KUTIPAN SUMBER:
Anggota Kelompok 4 :
Fanny Wardiyanti – 2321321
Firda Fauziah – 23213492
Gianita Safitri – 23213716
Hilma Azkiya – 24213125
1.
Definisi
Perikatan adalah hubungan yang terjadi diantara dua
orang atau lebih, yang terletak dalam harta kekayaan, dengan pihak yang satu
berhak atas prestasi dan pihak yang lainnya wajib memenuhi prestasi itu.
Dari rumus diatas kita lihat bahwa unsur- unsur
perikatan ada empat, yaitu :
1. Hubungan hukum ;
2. Kekayaan ;
3. Pihak-pihak, dan
4. Prestasi.
Apakah maksudnya? Maksudnya ialah terhadap hubungan
yang terjadi dalam lalu lintas masyarakat, hukum meletakkan “hak” pada satu
pihak dan meletakkan “kewajiban” pada pihak lainnya.

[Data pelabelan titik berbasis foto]
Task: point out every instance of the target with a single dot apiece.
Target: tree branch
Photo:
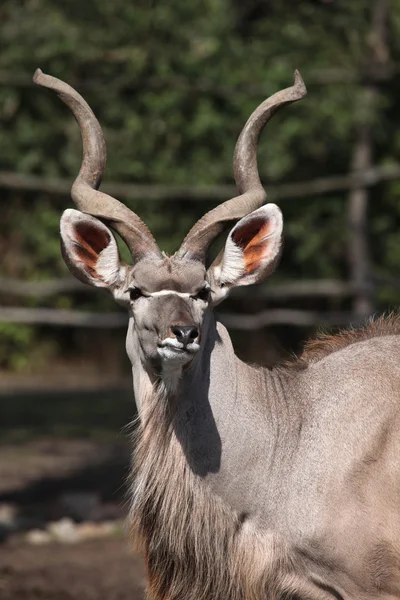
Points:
(324, 185)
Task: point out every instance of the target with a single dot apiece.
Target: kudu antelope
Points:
(249, 483)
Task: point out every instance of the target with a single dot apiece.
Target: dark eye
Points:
(203, 294)
(135, 293)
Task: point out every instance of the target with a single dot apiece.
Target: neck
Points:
(229, 419)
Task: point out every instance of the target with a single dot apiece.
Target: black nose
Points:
(185, 333)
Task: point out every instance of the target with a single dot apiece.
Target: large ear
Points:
(251, 252)
(90, 250)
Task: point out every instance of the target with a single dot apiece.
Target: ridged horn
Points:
(247, 179)
(84, 190)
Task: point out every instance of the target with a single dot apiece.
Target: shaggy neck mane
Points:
(197, 547)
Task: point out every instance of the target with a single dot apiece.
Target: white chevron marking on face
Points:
(167, 292)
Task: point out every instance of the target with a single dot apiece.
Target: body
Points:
(302, 476)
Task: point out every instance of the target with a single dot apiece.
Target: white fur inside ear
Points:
(252, 248)
(233, 264)
(89, 249)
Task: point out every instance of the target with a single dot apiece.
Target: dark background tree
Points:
(172, 86)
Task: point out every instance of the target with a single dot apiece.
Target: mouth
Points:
(174, 351)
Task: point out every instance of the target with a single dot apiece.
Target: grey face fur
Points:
(168, 297)
(168, 300)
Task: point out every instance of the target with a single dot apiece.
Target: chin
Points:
(175, 358)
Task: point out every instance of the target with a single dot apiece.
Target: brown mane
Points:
(325, 344)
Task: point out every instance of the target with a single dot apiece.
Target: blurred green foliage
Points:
(172, 84)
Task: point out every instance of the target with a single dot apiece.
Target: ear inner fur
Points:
(252, 240)
(88, 244)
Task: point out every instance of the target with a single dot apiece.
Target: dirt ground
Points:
(34, 478)
(95, 570)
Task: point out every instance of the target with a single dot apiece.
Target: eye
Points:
(135, 293)
(203, 294)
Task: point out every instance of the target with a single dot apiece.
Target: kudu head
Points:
(169, 296)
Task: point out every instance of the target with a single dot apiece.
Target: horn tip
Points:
(299, 85)
(39, 77)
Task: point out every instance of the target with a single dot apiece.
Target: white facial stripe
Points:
(172, 342)
(167, 292)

DAFTAR TUGAS:
a) Sebutkan semua unsur perikatan yang tercantum dalam teks tentang perikatan.
b) Sambung teks tentang perikatan, dimulai setelah kalimat terakhirnya.

JAWABAN TIAP TUGAS:
a)
1. Hubungan hukum
2. Kekayaan
3. Pihak-pihak
4. Prestasi

b)
Apabila satu pihak tidak mengindahkan atau melanggar
hubungan tadi, lalu hukum memaksakan supaya hubungan tersebut dipenuhi atau
dipulihkan. Untuk menilai suatu hubungan hukum perikatan atau bukan, maka hukum
mempunyai ukuran- ukuran (kriteria) tertentu.
Hak perseorangan adalah hak untuk menuntut prestasi
dari orang tertentu, sedangkan hak kebendaan adalah hak yang dapat
dipertahankan terhadap setiap orang. Intisari dari perbedaan ini ialah hak
perseorangan adalah suatu hak terhadap seseorang, hak kebendaan adalah hak
suatu benda. Dulu orang berpendapat bahwa hak perseorangan bertentangan dengan
hak kebendaan. Akan tetapi didalam perkembangannya, hak itu tidak lagi
berlawanan, kadang- kadang bergandengan, misalnya jual- beli tidak memutuskan
sewa (pasal 1576 KUH Perdata).
2.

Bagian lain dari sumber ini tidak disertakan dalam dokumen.